STATED EXERCISE 1: Print the passage below about emulator turbo mode word for word, from "Setting cycles to" up to and including "to) 3x speed.".

DOCUMENT SECTION:
######

Normally, when you have say 3000 cycles allotted, this emulation step happens in much less than 16.67ms, and so the host has some time to wait around because it's not time yet to put up the next frame. So, it inserts a delay here. This keeps the system from running too fast.

When you enable turbo mode, all that happens is that these delays are skipped. This causes the host to just do as many emulation steps as it can, in 3000-cycle increments, and show the frames as they come in. Which could be way faster than 60fps. (Also called "unlocked" mode, i.e. the emulator no longer attempts to "lock" to 60fps)

If you set cycles too high, the system cannot keep up - emulation step takes >16.67ms, and the display lags. You may need to frameskip to keep up. Turbo mode does nothing different here, because there are no delays to remove.

Setting cycles to MAX causes Dosbox to estimate how many cycles fit into the timeslot, and then dynamically adjust them to fit. On normal mode, this fills most of the available time. Turbo mode has a specific workaround to give each slice only 1/3 of the calculated max, which means the game can run at (up to) 3x speed.

######

Entries for bounding box labeling:
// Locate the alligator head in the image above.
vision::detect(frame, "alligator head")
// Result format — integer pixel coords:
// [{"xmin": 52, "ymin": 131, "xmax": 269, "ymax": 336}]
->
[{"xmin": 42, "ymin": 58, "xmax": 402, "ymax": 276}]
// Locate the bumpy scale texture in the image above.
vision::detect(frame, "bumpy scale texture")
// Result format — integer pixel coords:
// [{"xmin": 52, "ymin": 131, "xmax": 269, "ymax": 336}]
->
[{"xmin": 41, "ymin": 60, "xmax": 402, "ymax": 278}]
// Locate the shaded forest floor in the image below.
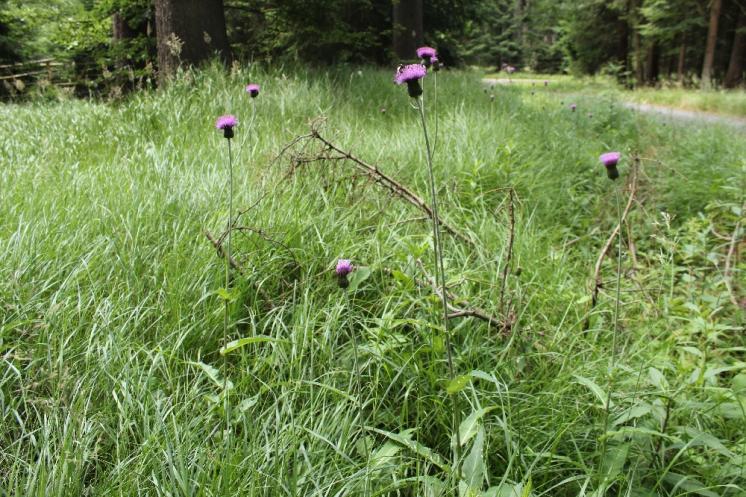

######

STATED EXERCISE 2: Arrange the lines of the records above as a numbered list, from the line with "texture in the image above." through the end of the records, leaving out blank lines and the pictures.

REPLY 1:
Setting cycles to MAX causes Dosbox to estimate how many cycles fit into the timeslot, and then dynamically adjust them to fit. On normal mode, this fills most of the available time. Turbo mode has a specific workaround to give each slice only 1/3 of the calculated max, which means the game can run at (up to) 3x speed.

REPLY 2:
1. // Locate the bumpy scale texture in the image above.
2. vision::detect(frame, "bumpy scale texture")
3. // Result format — integer pixel coords:
4. // [{"xmin": 52, "ymin": 131, "xmax": 269, "ymax": 336}]
5. ->
6. [{"xmin": 41, "ymin": 60, "xmax": 402, "ymax": 278}]
7. // Locate the shaded forest floor in the image below.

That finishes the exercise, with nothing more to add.